## ASSIGNED TASK 1:
In the appsec newsletter, what is the axios supply chain compromise compared to?
## ASSIGNED TASK 2:
List every action the appsec newsletter recommends doing instead of the things it says to skip, remove, or hide.

EXTRACT PROVIDED Block Start

Golden Gate bridge

Photo by KEITH WONG on Unsplash

This tax season, give your org an appsec tax refund.

Skip that list of phishing terms.

Remove that password strength calculator.

Hide that hardening guide.

And instead,

Make passkeys palatable,

Deliver smart defaults,

Defeat classes of vulns with a good design.

Like Standard AppSec News, But With AI (ep. 377)

We started off with a roundup of appsec news. Source code leak, but with AI. Supply chain compromise, but with AI. Better CMS design, but with AI.

The AI angle is inescapable, but that doesn't mean appsec fundamentals have changed. As always, John Kinsella highlights the interesting bits and adds advice for teams figuring out how to use LLMs in their workflows.

The axios supply chain compromise was this year's XZ Utils -- a reminder that security still needs to work on making it easier to deploy known solutions and that many of those solutions should be expected as the default state for modern software development.

I try to curate the articles we cover each week along a common theme for discussion.

EXTRACT PROVIDED Block End
SOURCE DATA Block Start

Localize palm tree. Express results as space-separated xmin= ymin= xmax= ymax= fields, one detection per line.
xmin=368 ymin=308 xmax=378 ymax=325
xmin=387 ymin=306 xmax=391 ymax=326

SOURCE DATA Block End

## WRITTEN RESPONSE 1:
This year's XZ Utils.

## WRITTEN RESPONSE 2:
- Make passkeys palatable
- Deliver smart defaults
- Defeat classes of vulns with a good design